**RECORD EXCERPTS:**
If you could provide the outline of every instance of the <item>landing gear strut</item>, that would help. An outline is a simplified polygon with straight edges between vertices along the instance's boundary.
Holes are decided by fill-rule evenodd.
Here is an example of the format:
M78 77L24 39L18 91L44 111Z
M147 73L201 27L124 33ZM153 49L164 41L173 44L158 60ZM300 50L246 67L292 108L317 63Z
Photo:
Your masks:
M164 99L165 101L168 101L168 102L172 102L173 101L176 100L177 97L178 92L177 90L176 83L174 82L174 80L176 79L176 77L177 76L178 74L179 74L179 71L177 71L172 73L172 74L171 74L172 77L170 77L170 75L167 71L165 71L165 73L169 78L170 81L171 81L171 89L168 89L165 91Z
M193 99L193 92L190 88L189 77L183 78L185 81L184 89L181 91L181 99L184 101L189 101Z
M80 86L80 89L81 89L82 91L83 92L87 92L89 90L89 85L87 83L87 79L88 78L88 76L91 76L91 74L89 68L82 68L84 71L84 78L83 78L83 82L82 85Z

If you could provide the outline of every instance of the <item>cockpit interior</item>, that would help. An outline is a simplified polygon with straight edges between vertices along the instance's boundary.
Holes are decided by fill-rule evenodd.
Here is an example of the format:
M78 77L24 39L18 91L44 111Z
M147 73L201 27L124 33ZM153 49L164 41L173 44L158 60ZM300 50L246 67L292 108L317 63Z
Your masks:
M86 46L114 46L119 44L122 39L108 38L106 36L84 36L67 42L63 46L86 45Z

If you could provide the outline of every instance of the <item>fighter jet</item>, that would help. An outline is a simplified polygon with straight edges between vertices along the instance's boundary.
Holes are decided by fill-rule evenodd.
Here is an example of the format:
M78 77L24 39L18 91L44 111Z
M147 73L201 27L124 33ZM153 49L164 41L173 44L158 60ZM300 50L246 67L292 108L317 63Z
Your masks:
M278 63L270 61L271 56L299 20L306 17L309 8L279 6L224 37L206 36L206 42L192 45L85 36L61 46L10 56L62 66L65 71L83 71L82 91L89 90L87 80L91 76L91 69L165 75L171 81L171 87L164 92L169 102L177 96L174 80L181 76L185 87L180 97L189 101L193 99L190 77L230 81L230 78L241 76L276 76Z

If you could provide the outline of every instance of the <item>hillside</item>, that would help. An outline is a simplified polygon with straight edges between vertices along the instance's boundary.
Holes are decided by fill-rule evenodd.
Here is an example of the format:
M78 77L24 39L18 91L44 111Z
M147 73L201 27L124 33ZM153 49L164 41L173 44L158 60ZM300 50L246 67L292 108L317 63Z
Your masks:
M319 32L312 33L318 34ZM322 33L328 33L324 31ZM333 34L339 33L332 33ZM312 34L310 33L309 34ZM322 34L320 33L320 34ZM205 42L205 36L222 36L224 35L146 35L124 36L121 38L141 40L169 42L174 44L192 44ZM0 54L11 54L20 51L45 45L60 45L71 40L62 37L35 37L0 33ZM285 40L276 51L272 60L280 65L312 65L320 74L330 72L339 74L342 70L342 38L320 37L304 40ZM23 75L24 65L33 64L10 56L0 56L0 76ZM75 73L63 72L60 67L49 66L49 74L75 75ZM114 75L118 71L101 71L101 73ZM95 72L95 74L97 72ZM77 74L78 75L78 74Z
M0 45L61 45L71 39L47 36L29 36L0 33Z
==
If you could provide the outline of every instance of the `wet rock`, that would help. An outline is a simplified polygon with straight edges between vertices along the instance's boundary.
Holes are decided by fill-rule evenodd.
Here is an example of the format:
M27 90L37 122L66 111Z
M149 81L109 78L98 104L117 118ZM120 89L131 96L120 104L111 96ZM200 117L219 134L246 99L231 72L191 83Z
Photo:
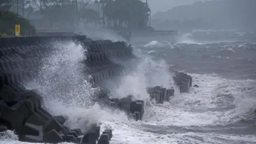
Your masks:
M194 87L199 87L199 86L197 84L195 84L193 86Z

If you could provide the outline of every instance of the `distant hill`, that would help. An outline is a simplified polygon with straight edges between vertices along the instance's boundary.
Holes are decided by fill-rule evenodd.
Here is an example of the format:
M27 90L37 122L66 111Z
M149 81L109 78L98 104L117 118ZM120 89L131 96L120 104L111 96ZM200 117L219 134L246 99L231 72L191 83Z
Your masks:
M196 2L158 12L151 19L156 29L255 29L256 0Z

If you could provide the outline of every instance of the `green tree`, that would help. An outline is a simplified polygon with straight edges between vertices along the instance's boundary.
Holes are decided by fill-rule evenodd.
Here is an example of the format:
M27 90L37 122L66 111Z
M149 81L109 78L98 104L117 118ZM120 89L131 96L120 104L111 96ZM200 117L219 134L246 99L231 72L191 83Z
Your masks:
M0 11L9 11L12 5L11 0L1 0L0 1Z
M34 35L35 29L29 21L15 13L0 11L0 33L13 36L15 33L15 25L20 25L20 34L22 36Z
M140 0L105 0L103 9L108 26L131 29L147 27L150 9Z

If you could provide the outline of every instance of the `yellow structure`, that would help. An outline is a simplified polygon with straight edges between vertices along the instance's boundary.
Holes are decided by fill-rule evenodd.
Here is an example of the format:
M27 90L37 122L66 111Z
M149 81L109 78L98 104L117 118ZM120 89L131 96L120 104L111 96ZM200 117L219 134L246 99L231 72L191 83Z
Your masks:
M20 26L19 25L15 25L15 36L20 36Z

**TASK DIRECTIONS:**
Retype the records exactly, starting with the line that contains "the <item>hillside</item>, that" and going on through the line that contains "M0 45L61 45L71 39L47 36L29 36L0 33Z".

**FULL RESPONSE:**
If you could provide the outline of every instance of the <item>hillside</item>, that would help. An outline is a simplified polygon with straight edges between vertices along the instance's boundary.
Holes are decided by fill-rule evenodd.
Here is an example of the format:
M78 77L24 39L18 91L44 111Z
M147 73L201 27L124 33ZM153 49L164 41L173 44L158 60ZM300 50L246 67L292 108L317 63Z
Your masks:
M319 32L312 33L318 34ZM322 33L328 33L324 31ZM333 34L339 33L332 33ZM312 34L310 33L309 34ZM322 34L320 33L320 34ZM205 42L205 36L222 36L224 35L146 35L124 36L121 38L141 40L169 42L174 44L192 44ZM0 54L11 54L20 51L45 45L60 45L71 40L62 37L35 37L0 33ZM285 40L276 51L272 60L280 65L312 65L320 74L330 72L339 74L342 70L342 38L320 37L304 40ZM23 75L24 65L33 64L10 56L0 56L0 76ZM75 73L63 72L60 67L49 66L49 74L75 75ZM114 75L118 71L101 71L101 73ZM95 72L95 74L97 72ZM77 74L78 75L78 74Z
M0 45L61 45L71 39L47 36L29 36L0 33Z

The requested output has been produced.